Work to be completed: Rewrite every one of the records below, replacing "with a marker" with "with a dot" wherever it occurs and leaving all other text as it is. Leave out the pictures.

Material to process:
━━━━━━━━━━

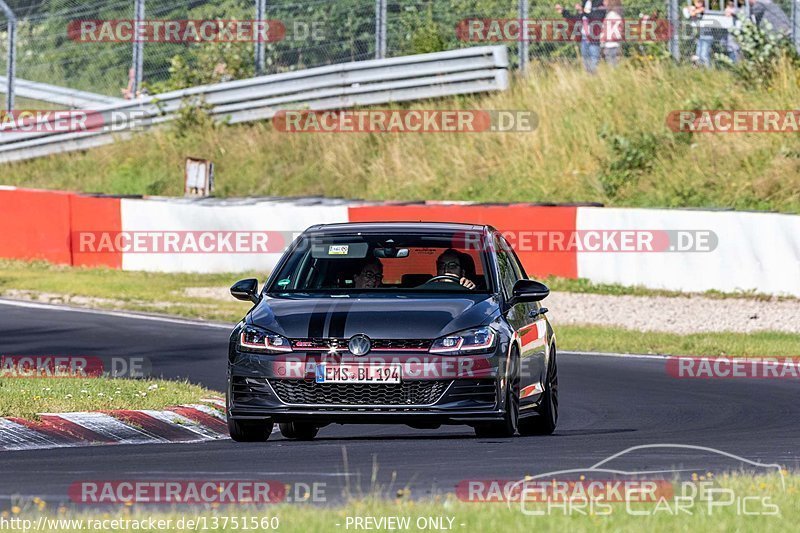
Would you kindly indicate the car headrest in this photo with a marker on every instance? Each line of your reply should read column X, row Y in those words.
column 413, row 280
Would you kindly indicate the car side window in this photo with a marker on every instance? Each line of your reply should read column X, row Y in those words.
column 515, row 262
column 508, row 276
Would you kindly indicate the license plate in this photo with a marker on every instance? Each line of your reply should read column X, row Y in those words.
column 327, row 373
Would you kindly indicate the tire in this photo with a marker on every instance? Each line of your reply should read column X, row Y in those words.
column 507, row 427
column 544, row 423
column 298, row 430
column 249, row 430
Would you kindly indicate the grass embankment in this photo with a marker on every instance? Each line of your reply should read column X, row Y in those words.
column 25, row 397
column 601, row 138
column 173, row 294
column 762, row 492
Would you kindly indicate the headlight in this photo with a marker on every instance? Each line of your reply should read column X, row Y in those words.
column 253, row 339
column 467, row 341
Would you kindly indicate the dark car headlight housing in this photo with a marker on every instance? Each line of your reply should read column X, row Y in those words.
column 468, row 341
column 257, row 340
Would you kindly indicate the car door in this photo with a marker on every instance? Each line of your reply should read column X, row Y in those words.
column 529, row 324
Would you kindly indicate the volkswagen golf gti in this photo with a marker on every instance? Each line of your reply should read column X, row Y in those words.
column 412, row 323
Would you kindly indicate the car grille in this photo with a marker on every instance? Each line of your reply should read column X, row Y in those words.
column 298, row 391
column 323, row 344
column 251, row 390
column 479, row 390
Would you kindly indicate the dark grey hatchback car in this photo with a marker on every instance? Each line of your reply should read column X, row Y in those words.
column 421, row 324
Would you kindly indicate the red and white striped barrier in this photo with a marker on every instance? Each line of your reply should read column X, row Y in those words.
column 741, row 251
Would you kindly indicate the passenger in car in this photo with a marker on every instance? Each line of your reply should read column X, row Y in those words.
column 370, row 276
column 449, row 263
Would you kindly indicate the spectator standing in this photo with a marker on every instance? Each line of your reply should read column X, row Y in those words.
column 613, row 32
column 705, row 38
column 590, row 14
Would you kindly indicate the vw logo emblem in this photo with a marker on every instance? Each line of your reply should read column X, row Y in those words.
column 359, row 345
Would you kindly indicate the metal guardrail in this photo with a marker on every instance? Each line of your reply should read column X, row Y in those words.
column 361, row 83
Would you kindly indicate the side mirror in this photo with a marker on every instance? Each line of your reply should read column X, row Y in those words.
column 528, row 290
column 246, row 290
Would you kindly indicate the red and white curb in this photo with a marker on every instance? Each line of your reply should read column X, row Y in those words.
column 183, row 423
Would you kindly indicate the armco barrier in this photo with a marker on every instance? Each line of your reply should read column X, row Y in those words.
column 345, row 85
column 753, row 251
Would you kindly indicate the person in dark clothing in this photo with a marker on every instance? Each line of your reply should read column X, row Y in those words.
column 591, row 16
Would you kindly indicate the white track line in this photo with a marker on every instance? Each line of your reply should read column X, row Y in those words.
column 652, row 357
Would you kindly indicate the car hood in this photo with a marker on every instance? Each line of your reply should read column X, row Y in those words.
column 380, row 317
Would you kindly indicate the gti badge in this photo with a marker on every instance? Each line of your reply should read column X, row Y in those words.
column 359, row 345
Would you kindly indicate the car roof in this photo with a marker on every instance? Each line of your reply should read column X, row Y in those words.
column 397, row 227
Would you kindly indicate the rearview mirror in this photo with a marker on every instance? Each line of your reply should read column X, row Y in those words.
column 528, row 290
column 391, row 253
column 246, row 290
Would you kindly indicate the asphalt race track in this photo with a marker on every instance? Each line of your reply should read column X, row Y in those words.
column 608, row 404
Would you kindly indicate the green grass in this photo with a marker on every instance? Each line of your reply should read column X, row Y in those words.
column 619, row 340
column 583, row 285
column 478, row 517
column 600, row 138
column 27, row 397
column 115, row 289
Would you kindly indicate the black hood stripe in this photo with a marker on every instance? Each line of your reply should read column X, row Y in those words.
column 339, row 320
column 316, row 322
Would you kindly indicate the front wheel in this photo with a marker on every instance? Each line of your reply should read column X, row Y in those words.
column 544, row 423
column 250, row 430
column 298, row 430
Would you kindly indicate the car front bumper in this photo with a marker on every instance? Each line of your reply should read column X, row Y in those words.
column 283, row 388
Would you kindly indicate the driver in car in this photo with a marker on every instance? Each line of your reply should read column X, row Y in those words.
column 449, row 269
column 370, row 276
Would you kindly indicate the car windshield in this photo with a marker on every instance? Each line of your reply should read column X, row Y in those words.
column 383, row 263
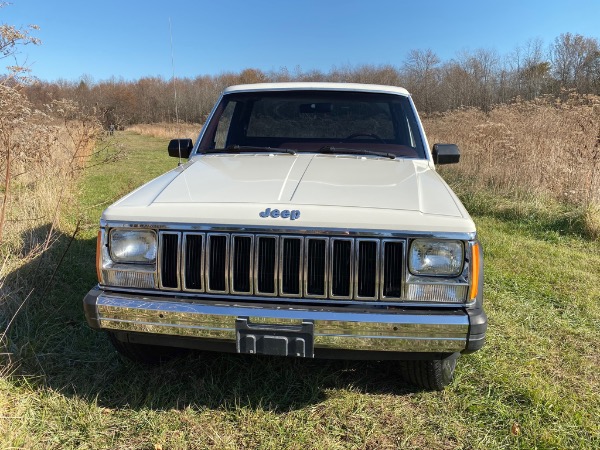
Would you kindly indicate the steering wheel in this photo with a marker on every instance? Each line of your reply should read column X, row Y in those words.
column 371, row 135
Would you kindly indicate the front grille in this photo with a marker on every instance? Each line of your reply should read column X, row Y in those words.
column 307, row 266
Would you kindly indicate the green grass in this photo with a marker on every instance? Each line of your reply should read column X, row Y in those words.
column 539, row 369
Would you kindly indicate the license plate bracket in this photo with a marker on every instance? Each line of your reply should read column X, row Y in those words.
column 274, row 339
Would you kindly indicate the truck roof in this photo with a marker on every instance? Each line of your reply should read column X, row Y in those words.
column 317, row 86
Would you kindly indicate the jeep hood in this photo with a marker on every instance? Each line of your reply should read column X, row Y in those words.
column 229, row 188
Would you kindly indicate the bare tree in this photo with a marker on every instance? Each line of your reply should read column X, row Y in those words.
column 576, row 61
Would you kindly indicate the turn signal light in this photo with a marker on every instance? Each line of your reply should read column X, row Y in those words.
column 475, row 265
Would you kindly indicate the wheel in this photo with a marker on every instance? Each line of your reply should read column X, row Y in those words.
column 433, row 375
column 144, row 353
column 371, row 135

━━━━━━━━━━

Solution to the problem:
Would you kindly indicate the car headrest in this photo with a dot on every instance? Each line of your reply should read column X, row Y in those words.
column 413, row 280
Would you kindly indicate the car side window in this photo with a dot on every instance? Each line of your reply should read column X, row Y in those words.
column 515, row 262
column 508, row 276
Would you kindly indicate the license plate in this photo with a dot on every instance? Each line of your reply should read column X, row Y in those words.
column 327, row 373
Would you kindly indicate the tire in this photo with a dot on every instance? Each line of your reply should read column X, row Y in those words.
column 507, row 427
column 544, row 423
column 298, row 430
column 249, row 430
Would you kindly indicate the grass embankment in this photo with a dot on every instance? Each line of your reply should read column X, row Y in those words.
column 25, row 397
column 601, row 138
column 173, row 294
column 762, row 492
Would you kindly indicate the headlight in this photo with a dot on every instance? Each line of your reply should read column X, row Y in those words.
column 253, row 339
column 467, row 341
Would you kindly indicate the dark car headlight housing in this photo with a dot on every instance? Each line of your reply should read column X, row Y in those words.
column 468, row 341
column 257, row 340
Would you kindly indicate the car door in this photo with a dot on every instance? Each line of your reply should read column X, row Y in those words.
column 529, row 324
Would you kindly indicate the volkswagen golf gti in this photo with a dot on every instance? Each line of your reply should read column X, row Y in those words.
column 412, row 323
Would you kindly indicate the car grille in this photo with a dot on every instance? Each line of your reply should read column X, row Y in those words.
column 298, row 391
column 323, row 344
column 251, row 390
column 479, row 390
Would you kindly indicate the dark grey hatchback car in this photo with a dot on every instance? Each line of your reply should read column X, row Y in those words.
column 421, row 324
Would you kindly indicate the red and white striped barrier in this photo with a dot on every instance? Each line of your reply should read column X, row Y in those words.
column 741, row 251
Would you kindly indicate the passenger in car in this photo with a dot on every instance? Each line of your reply should read column X, row Y in those words.
column 370, row 276
column 449, row 263
Would you kindly indicate the spectator standing in this photo with a dot on every instance? Each line of your reply should read column X, row Y in those words.
column 613, row 32
column 705, row 38
column 590, row 14
Would you kindly indicate the vw logo emblem in this photo with a dot on every instance? Each line of your reply should read column X, row Y in those words.
column 359, row 345
Would you kindly indicate the metal guardrail in this photo with a dot on every instance? Each line of your reply should read column X, row Y in those words.
column 361, row 83
Would you kindly indicate the side mirror in this photo with a dot on every instance? Each line of your reply should read column X, row Y in those words.
column 528, row 290
column 246, row 290
Would you kindly indicate the red and white curb in this photo with a dot on every instance? Each line of your reply should read column X, row Y in those words.
column 183, row 423
Would you kindly indicate the armco barrier in this photo with a dot on every instance? Each line of your reply should read column X, row Y in those words.
column 345, row 85
column 753, row 251
Would you kindly indicate the person in dark clothing in this photo with a dot on every instance? Each line of your reply should read column X, row Y in those words.
column 591, row 16
Would you kindly indicate the white track line in this photo with a dot on every instance? Each line of your reply should read column X, row Y in those words.
column 652, row 357
Would you kindly indicate the car hood in this photo with a dot on every instance? Each line of your reply should read column X, row Y in those words.
column 380, row 317
Would you kindly indicate the gti badge in this photo with a dot on every instance? Each line of your reply should read column X, row Y in those words.
column 359, row 345
Would you kindly indicate the car roof in this photo with a dot on every instance? Each line of your reply should read column X, row Y in those words.
column 397, row 227
Would you kindly indicate the rearview mirror in this photo with a dot on every instance? Each line of your reply should read column X, row Y in those words.
column 528, row 290
column 391, row 253
column 246, row 290
Would you kindly indicate the asphalt race track in this photo with a dot on every instance? Each line of your reply should read column X, row Y in those words.
column 608, row 404
Would you kindly indicate the green grass in this photo with a dot on every instance? Each line of your reply should read column X, row Y in those words.
column 619, row 340
column 583, row 285
column 478, row 517
column 600, row 138
column 27, row 397
column 115, row 289
Would you kindly indicate the black hood stripe in this photo with a dot on every instance? Each line of your reply should read column X, row Y in those words.
column 339, row 320
column 316, row 322
Would you kindly indicate the front wheel in this photo with a dot on every instance? Each line of your reply should read column X, row Y in those words.
column 544, row 423
column 250, row 430
column 298, row 430
Would you kindly indicate the car front bumper in this photo with a dot on every instance? Each line of your reply should read column X, row Y in those words.
column 283, row 388
Would you kindly indicate the driver in car in this photo with a dot on every instance? Each line of your reply should read column X, row Y in those words.
column 449, row 269
column 370, row 276
Would you kindly indicate the car windshield in this photo with a dot on every instance? Each line of your reply should read column X, row Y in those words.
column 383, row 263
Would you kindly indicate the steering wheel in this photo with a dot on every instance? Each line of your reply should read column X, row Y in those words.
column 371, row 135
Would you kindly indicate the front grille in this photo with a dot on every instance? Each line of your reply should read column X, row Y in those words.
column 307, row 266
Would you kindly indicate the green grass in this photo with a dot on every instance? Each line of your reply should read column X, row Y in those words.
column 539, row 369
Would you kindly indicate the license plate bracket in this photo with a dot on every instance? Each line of your reply should read column X, row Y in those words.
column 274, row 339
Would you kindly indicate the truck roof in this photo with a dot on every instance? Each line of your reply should read column X, row Y in those words.
column 317, row 86
Would you kindly indicate the jeep hood in this photo with a dot on every instance? Each line of your reply should read column X, row Y in those words.
column 229, row 188
Would you kindly indicate the bare tree in this photo with a dot on every instance? Each line of your reply should read column X, row Y in those words.
column 576, row 61
Would you kindly indicate the turn signal light in this photo with a dot on every instance? Each line of your reply should read column X, row Y in those words.
column 475, row 265
Would you kindly indicate the wheel in this photo with a dot on every instance? Each line of your reply should read column X, row Y in those words.
column 433, row 375
column 144, row 353
column 371, row 135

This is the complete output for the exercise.